**Source passage**
Christopher Willits (born April 8, 1978) is a San Francisco-based guitarist, electronic music composer and producer, visual artist and scholar. His music is electroacoustic in nature, in that both analogue and digital sounds are meshed into one singular sound.

Biography
Born in Kansas City, MO, Willits began playing guitar when he was about 13. He got his first guitar after a football game when, out of the blue, his father suggested they buy one for him. He'd played piano as a child, but up to this point, his main interest had been sports. "I couldn't really stand piano. It felt too boxy and classical," he remembers. "I loved that dynamic energy of sports and the improvisation... I played everything; soccer, baseball, basketball. ... That's really where my understanding of improvisation and teamwork came in."

(Photo object pointing data)
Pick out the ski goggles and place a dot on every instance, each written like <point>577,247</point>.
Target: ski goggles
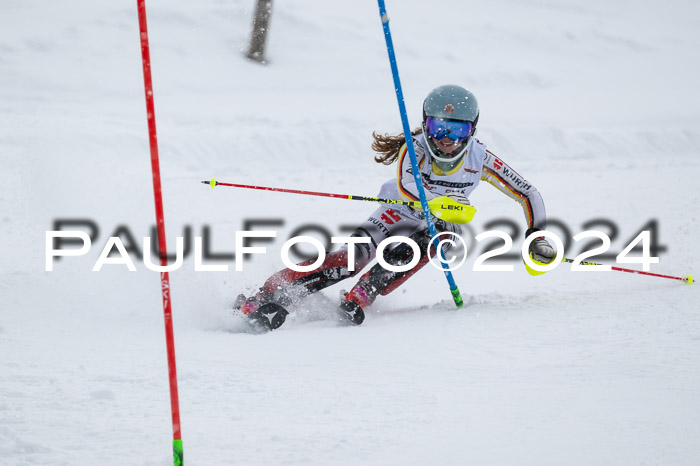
<point>455,130</point>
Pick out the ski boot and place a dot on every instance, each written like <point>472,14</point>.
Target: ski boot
<point>353,302</point>
<point>263,316</point>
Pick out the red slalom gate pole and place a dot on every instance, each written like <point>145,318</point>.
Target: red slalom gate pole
<point>162,249</point>
<point>688,279</point>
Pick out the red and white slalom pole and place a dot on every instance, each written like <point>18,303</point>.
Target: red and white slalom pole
<point>688,279</point>
<point>160,222</point>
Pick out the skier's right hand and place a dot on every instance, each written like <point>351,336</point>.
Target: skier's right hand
<point>458,197</point>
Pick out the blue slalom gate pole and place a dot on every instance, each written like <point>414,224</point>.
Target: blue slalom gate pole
<point>412,153</point>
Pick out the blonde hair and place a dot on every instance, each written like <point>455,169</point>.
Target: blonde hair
<point>388,146</point>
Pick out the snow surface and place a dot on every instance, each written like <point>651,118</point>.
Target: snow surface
<point>596,103</point>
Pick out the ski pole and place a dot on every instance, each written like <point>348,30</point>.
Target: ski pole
<point>443,207</point>
<point>688,279</point>
<point>456,295</point>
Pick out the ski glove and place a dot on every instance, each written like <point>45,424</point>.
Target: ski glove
<point>458,197</point>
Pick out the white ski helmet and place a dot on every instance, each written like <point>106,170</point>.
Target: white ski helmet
<point>450,115</point>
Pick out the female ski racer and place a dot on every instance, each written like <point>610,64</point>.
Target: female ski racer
<point>452,163</point>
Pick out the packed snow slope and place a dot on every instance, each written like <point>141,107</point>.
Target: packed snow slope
<point>595,103</point>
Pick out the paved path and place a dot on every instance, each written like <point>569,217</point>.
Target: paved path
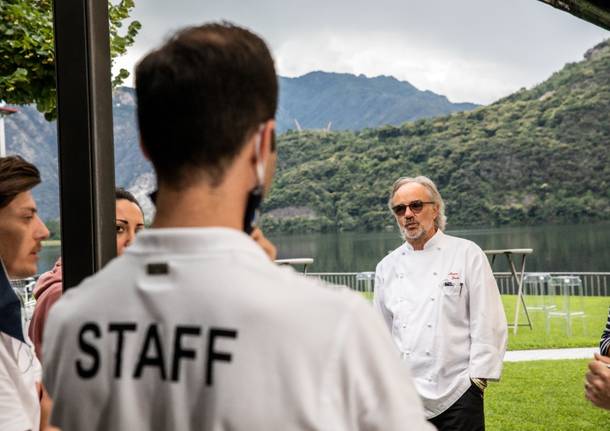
<point>537,355</point>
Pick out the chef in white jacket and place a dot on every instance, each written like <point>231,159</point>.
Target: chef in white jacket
<point>441,303</point>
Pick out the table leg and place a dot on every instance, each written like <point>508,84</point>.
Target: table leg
<point>520,300</point>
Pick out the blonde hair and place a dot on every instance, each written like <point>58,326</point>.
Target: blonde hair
<point>441,220</point>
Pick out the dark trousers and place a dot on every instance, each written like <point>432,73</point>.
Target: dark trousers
<point>466,414</point>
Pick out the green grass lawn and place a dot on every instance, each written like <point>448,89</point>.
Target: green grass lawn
<point>596,310</point>
<point>542,395</point>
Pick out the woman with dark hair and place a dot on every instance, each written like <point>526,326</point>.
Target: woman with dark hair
<point>129,221</point>
<point>21,234</point>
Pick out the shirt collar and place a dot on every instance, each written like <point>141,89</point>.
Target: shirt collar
<point>193,240</point>
<point>435,241</point>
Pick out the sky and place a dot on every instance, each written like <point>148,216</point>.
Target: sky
<point>470,50</point>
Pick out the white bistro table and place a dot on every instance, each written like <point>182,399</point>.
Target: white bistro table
<point>517,276</point>
<point>305,261</point>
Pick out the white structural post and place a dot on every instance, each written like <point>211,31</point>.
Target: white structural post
<point>4,112</point>
<point>2,138</point>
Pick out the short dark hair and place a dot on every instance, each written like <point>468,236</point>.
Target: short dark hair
<point>121,193</point>
<point>16,176</point>
<point>200,96</point>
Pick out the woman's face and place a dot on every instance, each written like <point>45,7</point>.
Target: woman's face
<point>129,221</point>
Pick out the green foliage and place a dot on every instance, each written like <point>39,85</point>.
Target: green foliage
<point>27,58</point>
<point>537,156</point>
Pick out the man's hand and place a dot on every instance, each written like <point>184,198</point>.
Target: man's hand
<point>266,245</point>
<point>597,383</point>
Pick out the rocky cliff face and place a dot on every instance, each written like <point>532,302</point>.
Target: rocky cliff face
<point>347,101</point>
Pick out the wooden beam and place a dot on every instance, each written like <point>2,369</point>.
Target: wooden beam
<point>595,11</point>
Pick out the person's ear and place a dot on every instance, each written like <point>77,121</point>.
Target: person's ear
<point>267,140</point>
<point>144,150</point>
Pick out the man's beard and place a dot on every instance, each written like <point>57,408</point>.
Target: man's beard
<point>408,236</point>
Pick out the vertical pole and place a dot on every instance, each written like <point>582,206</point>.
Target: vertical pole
<point>84,129</point>
<point>2,137</point>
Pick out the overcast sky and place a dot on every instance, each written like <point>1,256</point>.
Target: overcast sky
<point>469,50</point>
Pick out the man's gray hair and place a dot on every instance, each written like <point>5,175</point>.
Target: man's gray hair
<point>441,220</point>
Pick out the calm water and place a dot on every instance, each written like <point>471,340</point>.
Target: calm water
<point>556,248</point>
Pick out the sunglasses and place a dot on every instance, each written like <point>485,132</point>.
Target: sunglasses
<point>416,207</point>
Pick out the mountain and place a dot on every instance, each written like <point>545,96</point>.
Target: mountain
<point>537,156</point>
<point>348,101</point>
<point>351,102</point>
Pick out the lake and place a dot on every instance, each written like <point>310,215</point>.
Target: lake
<point>557,248</point>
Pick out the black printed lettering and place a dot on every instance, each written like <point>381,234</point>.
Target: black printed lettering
<point>180,352</point>
<point>120,329</point>
<point>214,355</point>
<point>89,349</point>
<point>156,359</point>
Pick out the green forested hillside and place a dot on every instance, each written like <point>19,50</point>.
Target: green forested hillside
<point>537,156</point>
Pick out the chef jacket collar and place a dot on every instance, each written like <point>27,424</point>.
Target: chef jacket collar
<point>435,241</point>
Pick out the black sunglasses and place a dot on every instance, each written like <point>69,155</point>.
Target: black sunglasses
<point>415,207</point>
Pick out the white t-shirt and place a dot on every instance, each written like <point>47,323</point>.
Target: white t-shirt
<point>197,329</point>
<point>19,373</point>
<point>444,310</point>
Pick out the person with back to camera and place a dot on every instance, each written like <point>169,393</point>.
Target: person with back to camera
<point>440,301</point>
<point>597,379</point>
<point>194,328</point>
<point>129,221</point>
<point>21,235</point>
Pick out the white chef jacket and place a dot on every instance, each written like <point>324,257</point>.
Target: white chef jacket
<point>19,373</point>
<point>289,354</point>
<point>445,314</point>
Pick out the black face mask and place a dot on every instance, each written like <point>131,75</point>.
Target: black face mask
<point>255,198</point>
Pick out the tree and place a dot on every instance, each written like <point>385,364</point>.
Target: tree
<point>27,56</point>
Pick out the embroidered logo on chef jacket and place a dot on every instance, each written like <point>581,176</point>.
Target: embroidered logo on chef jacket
<point>453,285</point>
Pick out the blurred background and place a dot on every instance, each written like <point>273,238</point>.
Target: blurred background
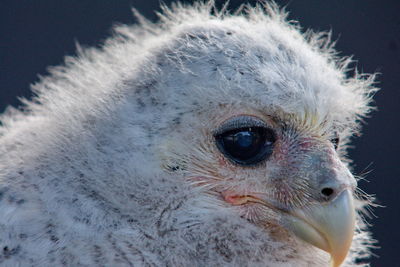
<point>37,34</point>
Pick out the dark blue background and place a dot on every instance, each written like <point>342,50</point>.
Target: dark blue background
<point>37,34</point>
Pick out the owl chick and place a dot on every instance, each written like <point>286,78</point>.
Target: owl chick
<point>205,139</point>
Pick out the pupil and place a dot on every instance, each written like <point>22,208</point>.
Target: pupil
<point>244,139</point>
<point>244,144</point>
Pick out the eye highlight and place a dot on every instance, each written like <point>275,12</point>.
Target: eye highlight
<point>245,140</point>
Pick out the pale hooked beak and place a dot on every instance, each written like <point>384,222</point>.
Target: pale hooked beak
<point>329,226</point>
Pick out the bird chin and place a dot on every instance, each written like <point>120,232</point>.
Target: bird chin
<point>329,226</point>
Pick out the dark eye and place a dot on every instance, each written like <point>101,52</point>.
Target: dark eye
<point>247,145</point>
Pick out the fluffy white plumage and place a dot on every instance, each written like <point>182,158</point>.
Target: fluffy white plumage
<point>114,162</point>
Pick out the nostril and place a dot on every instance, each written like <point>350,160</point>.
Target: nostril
<point>327,192</point>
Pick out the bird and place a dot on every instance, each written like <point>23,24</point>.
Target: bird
<point>208,138</point>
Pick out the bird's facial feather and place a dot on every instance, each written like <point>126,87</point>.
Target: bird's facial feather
<point>301,170</point>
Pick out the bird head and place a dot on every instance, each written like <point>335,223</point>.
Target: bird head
<point>260,121</point>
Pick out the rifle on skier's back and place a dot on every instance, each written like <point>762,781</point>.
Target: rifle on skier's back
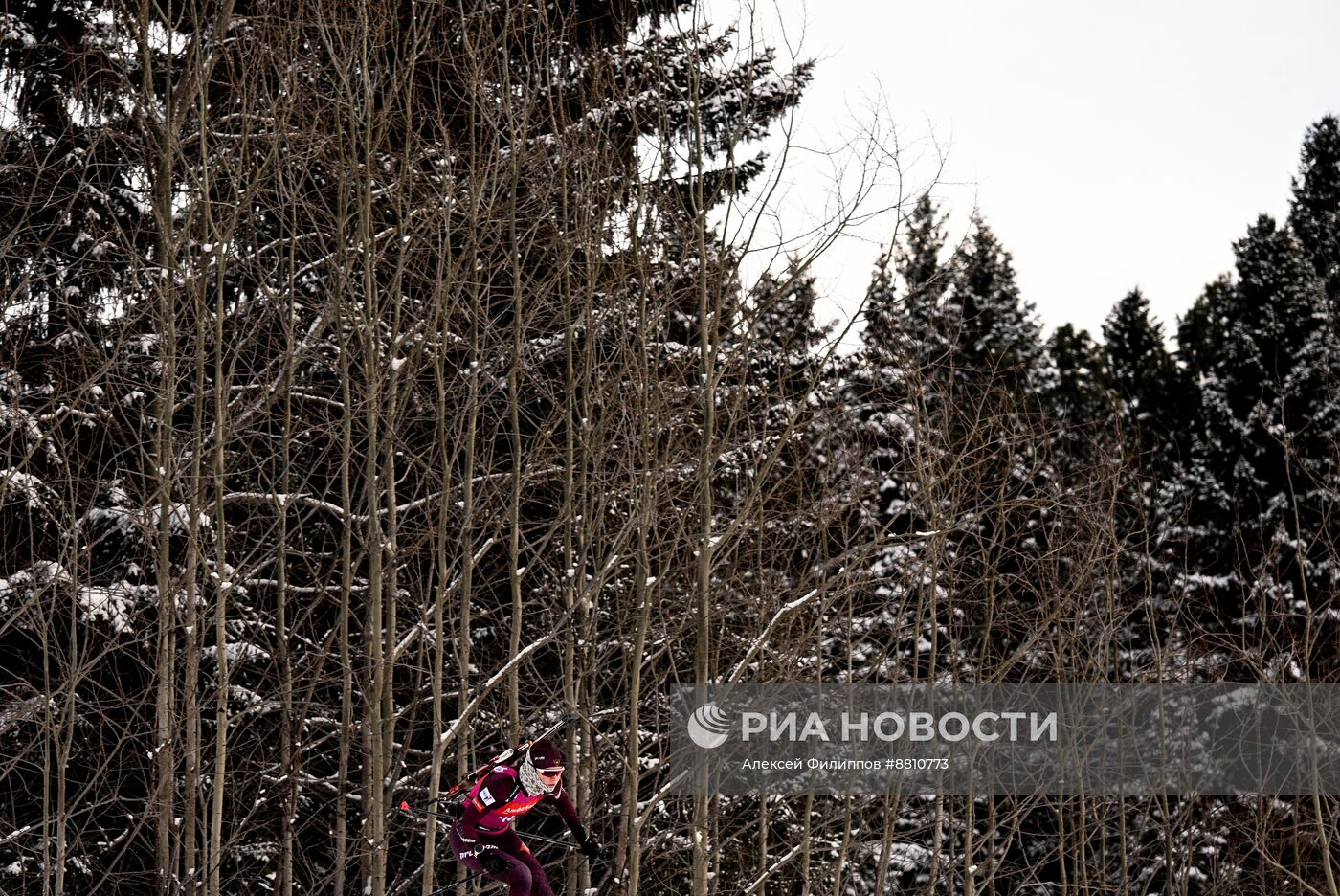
<point>446,797</point>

**Tasks to complete**
a) Translate this sentence from the Christopher Willits biography into Spanish: "He got his first guitar after a football game when, out of the blue, his father suggested they buy one for him."
b) Continue the Christopher Willits biography, starting right after its final sentence.
The data is separate material, unrelated to the Christopher Willits biography.

**Task-by-task answers**
a) Consiguió su primera guitarra después de un partido de fútbol americano cuando, de repente, su padre propuso que le compraran una.

b)
With his own guitar, he began playing all the time, trying to figure out the solos that he heard on his Jimi Hendrix records, and then forming bands in the psychedelic vein. Also a visual artist, he attended the Kansas City Art Institute, where he studied painting, then came to Mills College in California where he studied with Fred Frith and Pauline Oliveros. An ambient album released while still in college on Taylor Dupree's 12K label launched his solo career.

“A universal talent, not only a virtuosic musician but an adept computer programmer—to create his shimmering walls of sound he uses his own custom software (he began inventing his own guitar effects when he was 13), and accompanies live performances with interactive visuals.”

The Kansas City native came to the Bay Area in 2000 (After a painting scholarship at KCAI)and received a master's degree in electronic music at Mills College where he studied with Fred Frith and Pauline Oliveros. Along the way, he advanced his skills in photography, cinematography and new media.

Willits completed a master's degree in electronic music at Mills College.

Willits, as a solo artist or in collaboration, has released music on the following record labels: 12k (USA), Ghostly International (USA), Fällt(Ireland), Sub Rosa (Belgium), Ache Records (Canada), Yacca (Japan) and Plop (Japan). He has toured throughout Europe, America, Mexico, Canada, Australia, China, Thailand, and Japan.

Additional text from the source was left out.